INFORMATION PROVIDED:
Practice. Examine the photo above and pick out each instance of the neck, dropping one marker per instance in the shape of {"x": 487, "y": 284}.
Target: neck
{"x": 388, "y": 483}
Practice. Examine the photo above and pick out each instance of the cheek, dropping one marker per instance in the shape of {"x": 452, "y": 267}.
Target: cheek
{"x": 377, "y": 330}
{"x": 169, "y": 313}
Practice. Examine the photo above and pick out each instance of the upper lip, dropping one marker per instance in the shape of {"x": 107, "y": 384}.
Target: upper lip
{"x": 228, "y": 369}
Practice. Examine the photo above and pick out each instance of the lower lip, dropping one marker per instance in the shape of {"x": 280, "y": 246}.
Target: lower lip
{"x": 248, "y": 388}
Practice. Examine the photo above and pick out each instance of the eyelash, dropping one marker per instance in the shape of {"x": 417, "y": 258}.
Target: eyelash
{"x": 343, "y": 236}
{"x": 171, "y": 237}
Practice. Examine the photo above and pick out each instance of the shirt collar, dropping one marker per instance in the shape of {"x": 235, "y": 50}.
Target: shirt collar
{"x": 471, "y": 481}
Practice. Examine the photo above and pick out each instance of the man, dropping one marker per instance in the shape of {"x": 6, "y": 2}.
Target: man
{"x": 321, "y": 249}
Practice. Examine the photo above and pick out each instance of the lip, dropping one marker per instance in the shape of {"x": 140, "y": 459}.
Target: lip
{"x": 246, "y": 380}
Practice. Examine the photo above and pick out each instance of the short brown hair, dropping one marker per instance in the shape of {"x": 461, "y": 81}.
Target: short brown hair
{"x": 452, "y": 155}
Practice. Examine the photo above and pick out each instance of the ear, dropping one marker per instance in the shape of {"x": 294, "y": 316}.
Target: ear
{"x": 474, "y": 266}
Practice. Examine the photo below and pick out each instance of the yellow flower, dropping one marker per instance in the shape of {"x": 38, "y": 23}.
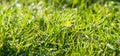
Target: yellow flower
{"x": 1, "y": 46}
{"x": 68, "y": 24}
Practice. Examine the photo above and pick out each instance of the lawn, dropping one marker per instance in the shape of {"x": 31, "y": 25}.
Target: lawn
{"x": 59, "y": 28}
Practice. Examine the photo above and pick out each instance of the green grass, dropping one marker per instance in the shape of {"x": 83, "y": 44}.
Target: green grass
{"x": 42, "y": 28}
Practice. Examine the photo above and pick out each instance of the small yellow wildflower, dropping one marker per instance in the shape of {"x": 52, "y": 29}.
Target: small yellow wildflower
{"x": 68, "y": 24}
{"x": 1, "y": 46}
{"x": 106, "y": 11}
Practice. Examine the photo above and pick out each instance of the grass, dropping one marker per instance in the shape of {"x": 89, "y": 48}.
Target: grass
{"x": 40, "y": 28}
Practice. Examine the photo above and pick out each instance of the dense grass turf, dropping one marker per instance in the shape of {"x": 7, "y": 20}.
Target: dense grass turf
{"x": 42, "y": 28}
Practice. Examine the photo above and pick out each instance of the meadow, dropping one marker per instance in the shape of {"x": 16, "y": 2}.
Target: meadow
{"x": 59, "y": 28}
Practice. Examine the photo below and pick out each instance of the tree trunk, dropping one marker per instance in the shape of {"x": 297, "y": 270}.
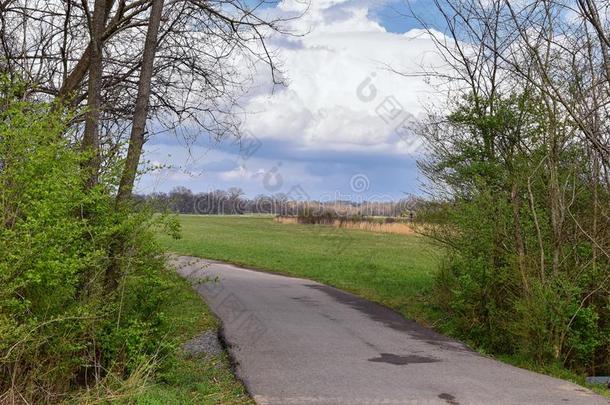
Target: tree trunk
{"x": 136, "y": 140}
{"x": 91, "y": 139}
{"x": 518, "y": 235}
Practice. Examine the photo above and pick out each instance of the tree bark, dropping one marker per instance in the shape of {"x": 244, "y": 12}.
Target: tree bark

TASK PROMPT:
Echo every line above word for word, leaving out the pictures.

WORKED ANSWER:
Practice. Examine the photo above and pick out each instance of the neck, dropping one marker per instance in the shape of {"x": 487, "y": 284}.
Target: neck
{"x": 388, "y": 483}
Practice. Examine the photo above and pick out each instance of the cheek, dropping one marker per instance in the shape of {"x": 452, "y": 267}.
Target: cheek
{"x": 377, "y": 330}
{"x": 169, "y": 313}
Practice. Examine the photo above and pick out each instance of the upper lip, dropping one marker per instance in the shape of {"x": 107, "y": 384}.
Target: upper lip
{"x": 228, "y": 369}
Practice. Examine the photo above and pick out each instance of the lower lip, dropping one marker per instance in the shape of {"x": 280, "y": 246}.
Target: lower lip
{"x": 248, "y": 388}
Practice. Examine the photo above and pick out each instance of the eyelash, dropping one marker per instance in the shape of {"x": 417, "y": 258}.
Target: eyelash
{"x": 343, "y": 236}
{"x": 171, "y": 237}
Practice. Examine the photo above and pick out each instance of the shirt collar, dropping one marker per instance in the shape of {"x": 235, "y": 50}.
Target: shirt collar
{"x": 471, "y": 481}
Practice. Examine the photo above and pick out each instance of the man, dropping one marker per instance in the shape of {"x": 6, "y": 2}.
Target: man
{"x": 321, "y": 249}
Practice. Examine the photo above and pick out each instance of the lip, dropping one marker per instance in the shape of {"x": 140, "y": 459}.
Target: lip
{"x": 246, "y": 380}
Practice. Examine the photo above and pick out each instance of the short brown hair, dropping one marker per instance in the shape of {"x": 461, "y": 81}.
Target: short brown hair
{"x": 452, "y": 155}
Practice. Examine the photo above and pick out each instance of the ear, dropping one marker per instance in the shape of {"x": 294, "y": 316}.
Target: ear
{"x": 474, "y": 266}
Practice. Examine the photo below and pick out each instance of the yellow flower, dropping one marker per instance in the shape of {"x": 38, "y": 23}.
Target: yellow flower
{"x": 1, "y": 46}
{"x": 68, "y": 24}
Practice. Examine the photo above and pick out each instance of the lawn, dropping one marker per instance in the shape of {"x": 31, "y": 25}.
Target: lawn
{"x": 59, "y": 28}
Practice. Examine the photo above and pick out each instance of the green grass, dropping one marker per instance in the shape of {"x": 83, "y": 44}.
Target: green grass
{"x": 42, "y": 28}
Practice. Examine the photo above and pick out each instance of the small yellow wildflower, dropping one marker per instance in the shape of {"x": 52, "y": 29}.
Target: small yellow wildflower
{"x": 68, "y": 24}
{"x": 1, "y": 46}
{"x": 106, "y": 11}
Practice. Examine the photo above and pick out each instance of the grass, dropping one marker per instance in the shape of {"x": 89, "y": 48}.
Target: grass
{"x": 40, "y": 28}
Practice. Examine the photo above and pick out each instance of the dense grass turf, dropping one marker per instance in the shape of {"x": 7, "y": 20}.
Target: dense grass turf
{"x": 42, "y": 28}
Practice. Examine the photo above and pick out each instance of the meadow, dropping one marker per instance in the shape of {"x": 16, "y": 2}.
Target: meadow
{"x": 59, "y": 28}
Practice. Examine the photo below and pick out each instance of the tree trunk, dropping one marker per instance in the shape of {"x": 297, "y": 270}.
Target: tree trunk
{"x": 136, "y": 140}
{"x": 91, "y": 139}
{"x": 518, "y": 235}
Practice. Examine the photo above and pick out each instance of the tree bark, dropping one marker per instance in the shape of {"x": 244, "y": 12}.
Target: tree bark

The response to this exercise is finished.